--- RECORD EXTRACTS ---
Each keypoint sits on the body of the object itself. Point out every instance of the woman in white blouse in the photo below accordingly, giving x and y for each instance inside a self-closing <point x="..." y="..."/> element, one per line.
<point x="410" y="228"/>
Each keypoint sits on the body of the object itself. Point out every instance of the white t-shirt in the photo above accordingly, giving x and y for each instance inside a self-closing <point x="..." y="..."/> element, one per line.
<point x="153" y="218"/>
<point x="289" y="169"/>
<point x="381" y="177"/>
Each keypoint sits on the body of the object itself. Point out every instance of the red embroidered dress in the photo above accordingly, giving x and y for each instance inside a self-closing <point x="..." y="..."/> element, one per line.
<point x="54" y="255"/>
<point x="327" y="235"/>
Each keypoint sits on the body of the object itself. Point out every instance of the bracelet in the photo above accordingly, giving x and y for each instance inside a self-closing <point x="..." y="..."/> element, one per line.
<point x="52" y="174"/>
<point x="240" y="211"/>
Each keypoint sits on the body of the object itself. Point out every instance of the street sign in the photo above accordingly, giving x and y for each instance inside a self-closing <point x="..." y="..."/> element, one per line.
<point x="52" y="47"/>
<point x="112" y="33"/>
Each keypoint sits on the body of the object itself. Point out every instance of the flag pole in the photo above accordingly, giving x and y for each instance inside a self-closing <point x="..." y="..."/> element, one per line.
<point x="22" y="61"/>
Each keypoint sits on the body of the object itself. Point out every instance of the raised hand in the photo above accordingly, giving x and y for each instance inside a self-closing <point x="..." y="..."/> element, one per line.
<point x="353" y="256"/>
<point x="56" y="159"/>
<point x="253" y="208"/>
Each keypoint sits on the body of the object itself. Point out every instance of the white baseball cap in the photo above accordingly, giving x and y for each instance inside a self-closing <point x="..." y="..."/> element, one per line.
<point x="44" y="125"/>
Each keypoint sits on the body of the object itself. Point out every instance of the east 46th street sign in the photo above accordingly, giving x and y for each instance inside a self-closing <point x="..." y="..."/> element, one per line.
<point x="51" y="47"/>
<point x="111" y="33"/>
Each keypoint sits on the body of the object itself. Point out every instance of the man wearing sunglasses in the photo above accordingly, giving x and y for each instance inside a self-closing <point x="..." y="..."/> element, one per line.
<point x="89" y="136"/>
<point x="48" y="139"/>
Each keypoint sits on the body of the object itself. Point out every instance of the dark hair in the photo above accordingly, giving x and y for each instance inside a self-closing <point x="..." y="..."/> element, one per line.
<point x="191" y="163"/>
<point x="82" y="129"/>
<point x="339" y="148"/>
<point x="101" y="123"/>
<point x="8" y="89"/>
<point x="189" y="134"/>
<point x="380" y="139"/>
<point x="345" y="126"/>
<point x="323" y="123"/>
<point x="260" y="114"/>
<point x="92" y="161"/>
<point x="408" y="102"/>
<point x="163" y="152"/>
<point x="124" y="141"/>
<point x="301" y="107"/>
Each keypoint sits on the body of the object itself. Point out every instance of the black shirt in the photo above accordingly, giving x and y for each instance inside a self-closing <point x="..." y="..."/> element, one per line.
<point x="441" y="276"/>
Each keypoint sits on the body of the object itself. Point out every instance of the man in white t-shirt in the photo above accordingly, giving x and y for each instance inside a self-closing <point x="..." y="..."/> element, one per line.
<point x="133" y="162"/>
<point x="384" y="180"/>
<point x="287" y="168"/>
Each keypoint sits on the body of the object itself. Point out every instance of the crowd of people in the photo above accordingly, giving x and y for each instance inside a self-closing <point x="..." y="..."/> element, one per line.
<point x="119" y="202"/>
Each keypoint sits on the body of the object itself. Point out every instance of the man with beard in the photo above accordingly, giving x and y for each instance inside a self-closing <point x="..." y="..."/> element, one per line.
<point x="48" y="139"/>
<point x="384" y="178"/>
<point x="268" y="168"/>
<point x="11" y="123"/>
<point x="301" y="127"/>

--- GIVEN EXERCISE ---
Copy all of the data above, reproducing every line exactly with nothing changed, added, or left out.

--- FINISHED ANSWER ---
Each keypoint sits on the body of the object itself. Point out every instance of the woman in white blouse in the photo below accordingly, giving x and y for each instance inside a self-closing <point x="..." y="..."/> element, one per line.
<point x="410" y="228"/>
Each keypoint sits on the body of the object itself. Point out every instance of the white t-shirt in the photo above accordingly, giving x and y for each instance inside a self-closing <point x="..." y="..."/> element, one per line.
<point x="153" y="218"/>
<point x="289" y="169"/>
<point x="381" y="177"/>
Each keypoint sits on the body of the object itself. Point out every instance of the red embroidered dress in the photo above accordingly, giving x and y for each instance inside a self-closing <point x="..." y="..."/> element, one per line.
<point x="54" y="255"/>
<point x="327" y="235"/>
Each keypoint sits on the body of the object itself. Point out every instance of the bracelet in the photo above accordingly, giving x and y for each instance inside a self-closing <point x="..." y="..."/> element, one per line.
<point x="52" y="174"/>
<point x="240" y="211"/>
Each keypoint sits on the body of the object itself. Point out every instance of the street sign in the photo above accordingly, giving x and y for each instance inside a self-closing <point x="..." y="..."/> element, one per line.
<point x="52" y="47"/>
<point x="112" y="33"/>
Each keypoint sits on the body of the object itself. Point out every instance of the flag pole in the photo above accordingly, giving x and y for each instance inside a self-closing <point x="..." y="..."/> element, one per line.
<point x="22" y="61"/>
Each keypoint sits on the body of the object itself. Point out every instance of the raised hand in the photo above accordingly, giving x and y for each instance inside a self-closing <point x="..." y="..."/> element, one per line.
<point x="353" y="256"/>
<point x="56" y="159"/>
<point x="253" y="208"/>
Each keypoint sits on the body of the object itself. Point out every instance of the white baseball cap in the photo above accordingly, giving x and y for each instance inside a self-closing <point x="..." y="..."/> element, one per line.
<point x="44" y="125"/>
Each keypoint sits on the body of the object itself. Point out every instance of the east 46th street sign in the photo above accordingly, giving x and y for each instance inside a self-closing <point x="..." y="..."/> element, one per line.
<point x="51" y="47"/>
<point x="111" y="33"/>
Each keypoint sits on the body of the object itself. Point out every instance of the man wearing sunglasses in the photo above accordingly, giving x and y for each instance inside a self-closing <point x="..." y="..."/> element, one per line.
<point x="89" y="136"/>
<point x="48" y="139"/>
Each keypoint sits on the body of the object itself. Point out every instance of the dark hair in the photo above accordingly, giving x and y for each instance inside a self-closing <point x="..." y="..."/> element, one per line.
<point x="191" y="163"/>
<point x="82" y="129"/>
<point x="339" y="148"/>
<point x="101" y="123"/>
<point x="8" y="89"/>
<point x="189" y="134"/>
<point x="380" y="139"/>
<point x="345" y="126"/>
<point x="323" y="123"/>
<point x="260" y="114"/>
<point x="92" y="161"/>
<point x="408" y="102"/>
<point x="163" y="152"/>
<point x="124" y="141"/>
<point x="301" y="107"/>
Each keypoint sits on the body of the object itself. Point out every instance of the black shirt in the photo above accordingly, giving x and y for each instance inside a self-closing <point x="..." y="..."/> element, one per line.
<point x="441" y="276"/>
Each keypoint sits on the body of the object itself. Point out every instance of the man in white t-shirt in the photo above accordingly, giving x and y for each instance inside a self-closing <point x="..." y="..."/> element, one per line.
<point x="133" y="162"/>
<point x="384" y="180"/>
<point x="287" y="168"/>
Each keypoint sits on the body of the object itself. Point out every instance of the crowd of people in the photo above accordingly, giving x and y for each instance inside a self-closing <point x="..." y="..."/> element, one per line.
<point x="119" y="202"/>
Each keypoint sits on the body of the object itself. Point out every instance of the man with beard in the photo above accordingly, giving x and y for each instance inside a self-closing <point x="..." y="..."/> element, one per line.
<point x="48" y="139"/>
<point x="384" y="178"/>
<point x="268" y="168"/>
<point x="11" y="123"/>
<point x="301" y="127"/>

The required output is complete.